AIM OF THE EXERCISE →
From the passage on ICD-10 testing below, list every part that McDermitt says end-to-end testing scenarios include.

PASSAGE PROVIDED →
____________________

Among the multitude of tasks to prepare for the ICD-10 code sets, providers also should conduct two core tests with insurers: Acknowledgement testing, also known as historical validation testing, and End-to-End testing.
Health Data Management recently talked with Ryan McDermitt, vice president of compliance management at transactions processing and management vendor Edifecs, to walk through the tests and other ICD-10 issues.
Under acknowledgement testing, a provider submits a claim to a payer, which is checked for appropriate HIPAA 5010 transaction standard edits, ICD-9 and ICD-10 edits, and transaction dates, with the goal of verifying that the payer can accept the claim. But this test does not tell a provider how an ICD-10 claim will adjudicate, so providers wont know if the resulting reimbursement will be revenue neutral or different.
That is important because many payers may accept an ICD-10 claim, but their adjudication logic for member benefits, medical policies, referrals, preauthorizations and other functions may react differently in ICD-10 based on how a payer has redefined the functions in ICD-10 or cross-walked these functions. Another factor in payment will be how payer systems process DRG groupers in ICD-10, with some plans stepping down transactions from ICD-10 to ICD-9 for payment while the majority are implementing new ICD-10 versions of the groups that may introduce variability. So, McDermitt says, acknowledgement testing shows if a payer can accept ICD-10 claims, but little else.
End-to-end testing theoretically is where payers will learn how ICD-10 claims are being adjudicated and providers will learn the effect on reimbursement. Thats because the end result should be the production and transmission to the provider of electronic remittance advice. But some providers and vendors have told HDM that they completed end-to-end testing with payers yet did not get the ERA because the payer could not produce it for an ICD-10 claim submission.
End-to-end testing involves specific scenarios that include three parts, McDermitt says. They are clinical information on the patient, how information is converted into ICD-9 or ICD-10 codes, and the methodology adjudicated. Inpatient claims adjudicated on DRG methodology have significant impacts while outpatient claims adjudicated on fee-for-service methodologies are much less impacted.
Providers need to identify historical claims adjudicated in ICD-9 and create ICD-10 versions of the claims for adjudication. Providers and payers then need to compare the differences and see if they can agree on the differences so providers get a baseline on how claims will adjudicate under ICD-10. This testing will address such questions as: Are benefits coded appropriately? Did patient cost sharing change? Was the claim paid appropriately by the payer?
Throughout adjudication, there are several points that ICD-10 could impact processing, McDermitt explains. Diagnosis and procedure codes may impact the application of member benefits, deductibles and out-of-pocket costs applied. Specific ICD-10 diagnosis codes may be included or excluded from benefit categories that carry different cost shares or levels of coverage. The payers interpretation of medical policies may result in new acceptance or rejection of services for certain clinical conditions or treatments associated with those conditions, and finally, pricing may be impacted where the price is derived from the diagnosis and procedure codes in DRG-based payments.

____________________

[Point localization data]

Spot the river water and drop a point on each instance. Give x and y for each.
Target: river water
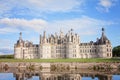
(57, 74)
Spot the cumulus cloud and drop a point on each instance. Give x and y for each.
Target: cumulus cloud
(105, 5)
(15, 24)
(83, 23)
(10, 8)
(56, 5)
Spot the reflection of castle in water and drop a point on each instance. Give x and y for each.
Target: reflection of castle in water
(61, 76)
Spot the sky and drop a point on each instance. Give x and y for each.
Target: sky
(32, 17)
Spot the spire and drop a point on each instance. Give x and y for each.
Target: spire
(40, 39)
(20, 38)
(103, 31)
(44, 37)
(103, 38)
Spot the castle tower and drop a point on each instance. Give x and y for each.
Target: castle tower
(44, 37)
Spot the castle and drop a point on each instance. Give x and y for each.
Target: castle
(63, 46)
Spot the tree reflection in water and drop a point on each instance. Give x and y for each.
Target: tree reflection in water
(71, 74)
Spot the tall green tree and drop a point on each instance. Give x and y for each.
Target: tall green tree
(116, 51)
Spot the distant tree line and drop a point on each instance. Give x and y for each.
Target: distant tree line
(116, 51)
(6, 56)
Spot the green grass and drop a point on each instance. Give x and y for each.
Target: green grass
(7, 56)
(63, 60)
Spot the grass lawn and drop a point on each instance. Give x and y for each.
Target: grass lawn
(63, 60)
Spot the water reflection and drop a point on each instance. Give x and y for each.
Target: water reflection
(47, 74)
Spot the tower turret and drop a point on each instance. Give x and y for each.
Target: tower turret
(44, 37)
(20, 38)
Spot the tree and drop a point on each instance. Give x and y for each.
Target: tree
(116, 51)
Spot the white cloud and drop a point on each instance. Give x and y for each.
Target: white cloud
(56, 5)
(105, 5)
(85, 24)
(30, 7)
(14, 25)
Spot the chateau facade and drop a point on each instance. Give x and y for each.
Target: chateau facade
(63, 46)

____________________

RESULT OF THE TASK →
- Clinical information on the patient
- How information is converted into ICD-9 or ICD-10 codes
- The methodology adjudicated